Excerpted records:
§ §

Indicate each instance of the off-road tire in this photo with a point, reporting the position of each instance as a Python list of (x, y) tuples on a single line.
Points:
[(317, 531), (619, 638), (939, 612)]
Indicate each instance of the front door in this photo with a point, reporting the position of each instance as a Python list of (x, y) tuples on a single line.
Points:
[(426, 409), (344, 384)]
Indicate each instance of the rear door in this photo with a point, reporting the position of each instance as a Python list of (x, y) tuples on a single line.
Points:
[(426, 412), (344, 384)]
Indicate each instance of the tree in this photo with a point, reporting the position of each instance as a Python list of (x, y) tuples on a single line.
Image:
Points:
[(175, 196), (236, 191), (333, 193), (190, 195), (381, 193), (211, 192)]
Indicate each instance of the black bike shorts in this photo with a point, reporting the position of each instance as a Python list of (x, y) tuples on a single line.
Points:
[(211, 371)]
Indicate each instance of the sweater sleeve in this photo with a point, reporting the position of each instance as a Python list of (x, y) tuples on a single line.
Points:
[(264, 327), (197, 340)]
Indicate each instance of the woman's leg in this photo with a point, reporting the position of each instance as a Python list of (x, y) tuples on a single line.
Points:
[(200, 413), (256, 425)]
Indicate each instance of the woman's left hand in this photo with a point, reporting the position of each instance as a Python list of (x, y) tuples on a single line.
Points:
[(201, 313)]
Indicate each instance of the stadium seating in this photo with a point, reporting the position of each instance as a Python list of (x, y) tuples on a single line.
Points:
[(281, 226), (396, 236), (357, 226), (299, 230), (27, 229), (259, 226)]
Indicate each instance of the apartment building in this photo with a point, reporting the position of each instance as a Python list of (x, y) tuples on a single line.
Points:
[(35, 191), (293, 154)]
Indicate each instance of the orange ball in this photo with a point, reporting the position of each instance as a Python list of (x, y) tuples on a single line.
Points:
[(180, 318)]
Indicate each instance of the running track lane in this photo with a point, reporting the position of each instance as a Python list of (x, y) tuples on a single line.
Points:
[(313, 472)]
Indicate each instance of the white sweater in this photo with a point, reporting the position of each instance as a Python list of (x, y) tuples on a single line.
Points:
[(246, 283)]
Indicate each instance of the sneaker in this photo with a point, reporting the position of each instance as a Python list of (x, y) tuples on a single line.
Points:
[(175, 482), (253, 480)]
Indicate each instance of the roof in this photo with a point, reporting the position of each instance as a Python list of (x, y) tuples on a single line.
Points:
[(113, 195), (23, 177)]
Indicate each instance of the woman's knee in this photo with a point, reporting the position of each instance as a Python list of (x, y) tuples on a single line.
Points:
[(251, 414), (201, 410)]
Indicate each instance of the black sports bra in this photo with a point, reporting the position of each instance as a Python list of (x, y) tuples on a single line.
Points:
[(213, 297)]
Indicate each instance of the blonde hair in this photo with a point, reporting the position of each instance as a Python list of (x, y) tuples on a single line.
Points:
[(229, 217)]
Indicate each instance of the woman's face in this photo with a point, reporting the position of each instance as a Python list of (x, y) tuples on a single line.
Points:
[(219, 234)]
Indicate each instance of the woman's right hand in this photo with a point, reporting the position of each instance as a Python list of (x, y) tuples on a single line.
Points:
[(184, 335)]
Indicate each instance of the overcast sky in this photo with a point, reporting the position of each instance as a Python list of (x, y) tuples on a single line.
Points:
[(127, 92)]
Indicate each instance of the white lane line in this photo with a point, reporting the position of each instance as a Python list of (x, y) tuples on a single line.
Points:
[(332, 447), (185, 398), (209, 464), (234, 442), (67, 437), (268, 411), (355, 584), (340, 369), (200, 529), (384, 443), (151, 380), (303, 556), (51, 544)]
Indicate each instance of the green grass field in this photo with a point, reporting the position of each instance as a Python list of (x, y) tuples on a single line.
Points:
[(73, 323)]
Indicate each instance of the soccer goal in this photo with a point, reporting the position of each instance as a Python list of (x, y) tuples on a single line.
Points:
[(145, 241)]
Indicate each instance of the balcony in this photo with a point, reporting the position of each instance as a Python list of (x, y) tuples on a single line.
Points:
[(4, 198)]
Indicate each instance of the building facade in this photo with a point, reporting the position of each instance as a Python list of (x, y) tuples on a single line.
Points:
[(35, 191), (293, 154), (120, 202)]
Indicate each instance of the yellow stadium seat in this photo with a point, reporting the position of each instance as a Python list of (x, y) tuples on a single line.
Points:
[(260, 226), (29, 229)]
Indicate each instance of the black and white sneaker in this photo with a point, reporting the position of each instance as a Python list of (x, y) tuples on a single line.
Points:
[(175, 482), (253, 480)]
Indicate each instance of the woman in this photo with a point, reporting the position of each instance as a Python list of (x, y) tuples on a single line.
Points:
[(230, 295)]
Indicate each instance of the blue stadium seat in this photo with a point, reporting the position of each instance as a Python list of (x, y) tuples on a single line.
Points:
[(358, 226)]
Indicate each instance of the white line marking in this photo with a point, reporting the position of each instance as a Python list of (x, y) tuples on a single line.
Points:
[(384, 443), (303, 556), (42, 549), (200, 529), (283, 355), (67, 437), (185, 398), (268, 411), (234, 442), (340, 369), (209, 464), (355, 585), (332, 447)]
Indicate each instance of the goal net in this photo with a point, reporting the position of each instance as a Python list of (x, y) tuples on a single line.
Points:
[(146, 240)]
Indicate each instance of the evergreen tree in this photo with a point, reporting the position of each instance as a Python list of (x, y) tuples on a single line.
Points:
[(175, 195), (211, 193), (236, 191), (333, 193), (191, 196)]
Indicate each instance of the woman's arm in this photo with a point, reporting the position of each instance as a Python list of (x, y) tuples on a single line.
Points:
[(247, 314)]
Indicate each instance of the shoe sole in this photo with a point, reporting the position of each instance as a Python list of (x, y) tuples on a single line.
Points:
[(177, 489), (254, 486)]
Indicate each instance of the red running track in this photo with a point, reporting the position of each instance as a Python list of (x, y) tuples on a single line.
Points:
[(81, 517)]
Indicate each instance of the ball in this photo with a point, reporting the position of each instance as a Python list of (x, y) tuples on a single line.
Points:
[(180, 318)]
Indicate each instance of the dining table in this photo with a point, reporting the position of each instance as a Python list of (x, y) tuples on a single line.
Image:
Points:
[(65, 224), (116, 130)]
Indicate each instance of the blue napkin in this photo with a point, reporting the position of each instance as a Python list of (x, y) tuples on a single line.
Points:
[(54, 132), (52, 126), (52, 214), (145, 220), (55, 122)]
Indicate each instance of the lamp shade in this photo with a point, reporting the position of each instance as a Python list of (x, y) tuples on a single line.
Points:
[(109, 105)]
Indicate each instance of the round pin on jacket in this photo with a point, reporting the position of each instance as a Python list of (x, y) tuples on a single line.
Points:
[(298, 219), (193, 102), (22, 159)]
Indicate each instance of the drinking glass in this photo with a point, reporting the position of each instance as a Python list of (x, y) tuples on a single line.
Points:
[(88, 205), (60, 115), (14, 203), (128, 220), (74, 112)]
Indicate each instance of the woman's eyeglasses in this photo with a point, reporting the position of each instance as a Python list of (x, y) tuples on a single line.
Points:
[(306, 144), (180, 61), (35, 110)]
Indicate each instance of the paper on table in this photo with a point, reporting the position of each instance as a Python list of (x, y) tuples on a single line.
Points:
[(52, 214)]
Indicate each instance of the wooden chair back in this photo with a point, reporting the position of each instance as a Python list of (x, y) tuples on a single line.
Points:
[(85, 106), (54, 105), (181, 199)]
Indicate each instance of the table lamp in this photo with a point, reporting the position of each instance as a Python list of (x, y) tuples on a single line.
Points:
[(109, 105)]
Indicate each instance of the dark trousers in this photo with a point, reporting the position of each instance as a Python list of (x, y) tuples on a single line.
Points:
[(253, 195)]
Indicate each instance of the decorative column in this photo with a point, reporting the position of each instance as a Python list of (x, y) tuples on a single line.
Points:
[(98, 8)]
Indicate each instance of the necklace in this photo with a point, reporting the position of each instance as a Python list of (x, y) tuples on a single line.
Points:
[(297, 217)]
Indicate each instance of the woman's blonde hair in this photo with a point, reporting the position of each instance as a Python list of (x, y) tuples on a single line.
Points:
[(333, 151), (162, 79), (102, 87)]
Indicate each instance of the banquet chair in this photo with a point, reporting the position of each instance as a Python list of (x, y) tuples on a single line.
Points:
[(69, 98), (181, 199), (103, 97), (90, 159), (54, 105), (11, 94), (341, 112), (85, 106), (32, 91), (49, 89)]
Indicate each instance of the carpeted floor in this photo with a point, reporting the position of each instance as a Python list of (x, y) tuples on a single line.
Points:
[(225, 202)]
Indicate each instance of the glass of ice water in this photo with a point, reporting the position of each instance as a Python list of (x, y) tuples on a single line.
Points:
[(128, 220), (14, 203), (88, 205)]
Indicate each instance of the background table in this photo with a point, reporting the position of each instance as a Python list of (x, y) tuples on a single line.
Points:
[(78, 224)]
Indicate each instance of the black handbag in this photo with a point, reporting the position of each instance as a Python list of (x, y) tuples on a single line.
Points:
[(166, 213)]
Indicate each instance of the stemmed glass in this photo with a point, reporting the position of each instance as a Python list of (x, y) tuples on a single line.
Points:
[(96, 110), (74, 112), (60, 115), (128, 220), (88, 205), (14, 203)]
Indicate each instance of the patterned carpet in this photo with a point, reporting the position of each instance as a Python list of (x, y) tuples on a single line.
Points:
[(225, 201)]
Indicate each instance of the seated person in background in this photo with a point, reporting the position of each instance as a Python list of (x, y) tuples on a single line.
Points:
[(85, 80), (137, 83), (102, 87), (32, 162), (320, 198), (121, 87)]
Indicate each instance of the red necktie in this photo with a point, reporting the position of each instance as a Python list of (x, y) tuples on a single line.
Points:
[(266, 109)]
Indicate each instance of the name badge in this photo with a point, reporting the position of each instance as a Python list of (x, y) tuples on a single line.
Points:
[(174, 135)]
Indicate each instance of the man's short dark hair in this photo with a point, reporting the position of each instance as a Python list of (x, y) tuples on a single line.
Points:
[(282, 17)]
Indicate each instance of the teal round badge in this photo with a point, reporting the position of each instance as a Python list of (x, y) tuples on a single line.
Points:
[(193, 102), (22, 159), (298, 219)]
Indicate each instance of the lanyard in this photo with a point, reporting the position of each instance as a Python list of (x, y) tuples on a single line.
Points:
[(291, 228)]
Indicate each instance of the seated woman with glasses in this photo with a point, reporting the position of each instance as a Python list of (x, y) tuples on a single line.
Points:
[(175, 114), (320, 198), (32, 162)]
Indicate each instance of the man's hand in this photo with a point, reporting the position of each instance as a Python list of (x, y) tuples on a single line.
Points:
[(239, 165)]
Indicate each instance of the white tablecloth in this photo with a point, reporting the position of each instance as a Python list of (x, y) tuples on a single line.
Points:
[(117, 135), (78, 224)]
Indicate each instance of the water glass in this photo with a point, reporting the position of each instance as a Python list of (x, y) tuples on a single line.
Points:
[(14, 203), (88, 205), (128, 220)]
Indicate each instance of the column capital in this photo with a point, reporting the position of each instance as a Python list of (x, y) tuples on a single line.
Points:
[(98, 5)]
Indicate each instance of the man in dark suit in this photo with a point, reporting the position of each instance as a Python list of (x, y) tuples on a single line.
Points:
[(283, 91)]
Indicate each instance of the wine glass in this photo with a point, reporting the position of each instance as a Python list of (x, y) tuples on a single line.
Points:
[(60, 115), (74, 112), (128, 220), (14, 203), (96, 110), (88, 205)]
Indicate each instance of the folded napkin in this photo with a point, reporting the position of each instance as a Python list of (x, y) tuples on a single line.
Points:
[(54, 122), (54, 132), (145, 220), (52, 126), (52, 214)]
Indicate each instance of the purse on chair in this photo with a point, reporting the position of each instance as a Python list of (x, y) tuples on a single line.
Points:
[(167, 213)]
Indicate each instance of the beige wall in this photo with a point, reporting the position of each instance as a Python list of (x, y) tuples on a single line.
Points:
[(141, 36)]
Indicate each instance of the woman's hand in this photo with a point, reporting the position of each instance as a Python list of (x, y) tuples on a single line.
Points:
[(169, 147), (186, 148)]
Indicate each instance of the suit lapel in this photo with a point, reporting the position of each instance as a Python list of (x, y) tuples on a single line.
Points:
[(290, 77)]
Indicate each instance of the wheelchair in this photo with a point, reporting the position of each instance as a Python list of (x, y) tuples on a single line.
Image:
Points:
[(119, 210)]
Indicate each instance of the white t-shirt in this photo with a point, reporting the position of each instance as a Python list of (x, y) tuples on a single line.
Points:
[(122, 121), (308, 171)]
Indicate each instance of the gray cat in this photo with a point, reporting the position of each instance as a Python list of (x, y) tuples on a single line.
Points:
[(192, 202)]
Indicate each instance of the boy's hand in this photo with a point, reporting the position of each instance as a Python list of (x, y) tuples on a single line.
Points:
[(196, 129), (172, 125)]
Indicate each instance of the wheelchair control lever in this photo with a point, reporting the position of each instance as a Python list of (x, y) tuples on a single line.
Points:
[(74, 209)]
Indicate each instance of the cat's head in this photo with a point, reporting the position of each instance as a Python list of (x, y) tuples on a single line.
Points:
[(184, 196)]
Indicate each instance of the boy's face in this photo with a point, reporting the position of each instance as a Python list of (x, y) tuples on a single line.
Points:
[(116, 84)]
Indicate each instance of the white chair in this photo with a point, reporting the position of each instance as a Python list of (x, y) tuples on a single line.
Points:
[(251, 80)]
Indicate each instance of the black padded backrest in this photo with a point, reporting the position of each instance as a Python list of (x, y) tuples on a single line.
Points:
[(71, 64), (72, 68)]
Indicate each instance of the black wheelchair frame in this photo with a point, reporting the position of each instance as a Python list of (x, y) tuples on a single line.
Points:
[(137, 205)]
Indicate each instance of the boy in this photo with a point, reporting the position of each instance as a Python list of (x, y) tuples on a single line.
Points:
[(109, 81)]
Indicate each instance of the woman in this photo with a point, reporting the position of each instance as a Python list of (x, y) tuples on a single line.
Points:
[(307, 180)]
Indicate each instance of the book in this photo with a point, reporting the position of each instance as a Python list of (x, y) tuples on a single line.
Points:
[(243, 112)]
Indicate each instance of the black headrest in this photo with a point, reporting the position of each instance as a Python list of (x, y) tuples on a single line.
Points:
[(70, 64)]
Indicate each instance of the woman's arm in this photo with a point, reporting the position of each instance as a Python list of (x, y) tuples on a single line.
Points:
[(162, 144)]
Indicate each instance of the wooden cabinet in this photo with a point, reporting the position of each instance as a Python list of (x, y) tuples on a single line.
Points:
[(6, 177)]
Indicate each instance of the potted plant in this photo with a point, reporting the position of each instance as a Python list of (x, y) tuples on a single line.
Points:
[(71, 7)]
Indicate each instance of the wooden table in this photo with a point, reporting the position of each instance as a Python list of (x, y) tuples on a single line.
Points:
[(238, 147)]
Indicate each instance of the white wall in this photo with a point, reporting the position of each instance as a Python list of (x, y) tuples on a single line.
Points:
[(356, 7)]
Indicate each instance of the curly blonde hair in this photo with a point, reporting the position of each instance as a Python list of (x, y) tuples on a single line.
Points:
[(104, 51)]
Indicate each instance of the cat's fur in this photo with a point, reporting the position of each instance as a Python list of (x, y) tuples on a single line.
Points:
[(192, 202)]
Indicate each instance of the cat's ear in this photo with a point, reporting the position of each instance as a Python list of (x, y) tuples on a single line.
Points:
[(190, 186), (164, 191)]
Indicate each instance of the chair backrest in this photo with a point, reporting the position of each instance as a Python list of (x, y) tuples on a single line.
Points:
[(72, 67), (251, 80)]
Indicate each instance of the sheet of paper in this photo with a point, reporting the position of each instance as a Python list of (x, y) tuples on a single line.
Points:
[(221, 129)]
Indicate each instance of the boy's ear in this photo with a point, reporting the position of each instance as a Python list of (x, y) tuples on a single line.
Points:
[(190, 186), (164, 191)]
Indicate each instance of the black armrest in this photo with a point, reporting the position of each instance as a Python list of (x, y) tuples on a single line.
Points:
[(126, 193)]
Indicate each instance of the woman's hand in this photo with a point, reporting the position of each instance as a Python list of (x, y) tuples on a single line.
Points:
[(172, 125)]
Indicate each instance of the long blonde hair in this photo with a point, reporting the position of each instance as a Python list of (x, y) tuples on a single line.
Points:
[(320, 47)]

§ §

Task prompt: Search the entries above for the word "wooden" and copy each line where it appears.

Expected answer:
Indicate each instance of the wooden chair back in this photo with a point, reporting the position of each instance as a Python list of (x, y) tuples on a single line.
Indicate each instance of the wooden cabinet in this photo with a point, reporting the position of each instance as a Python list of (x, y) tuples on a single line.
Indicate each instance of the wooden table in this photo with a point, reporting the position of each instance as a Python list of (x, y) tuples on a single line.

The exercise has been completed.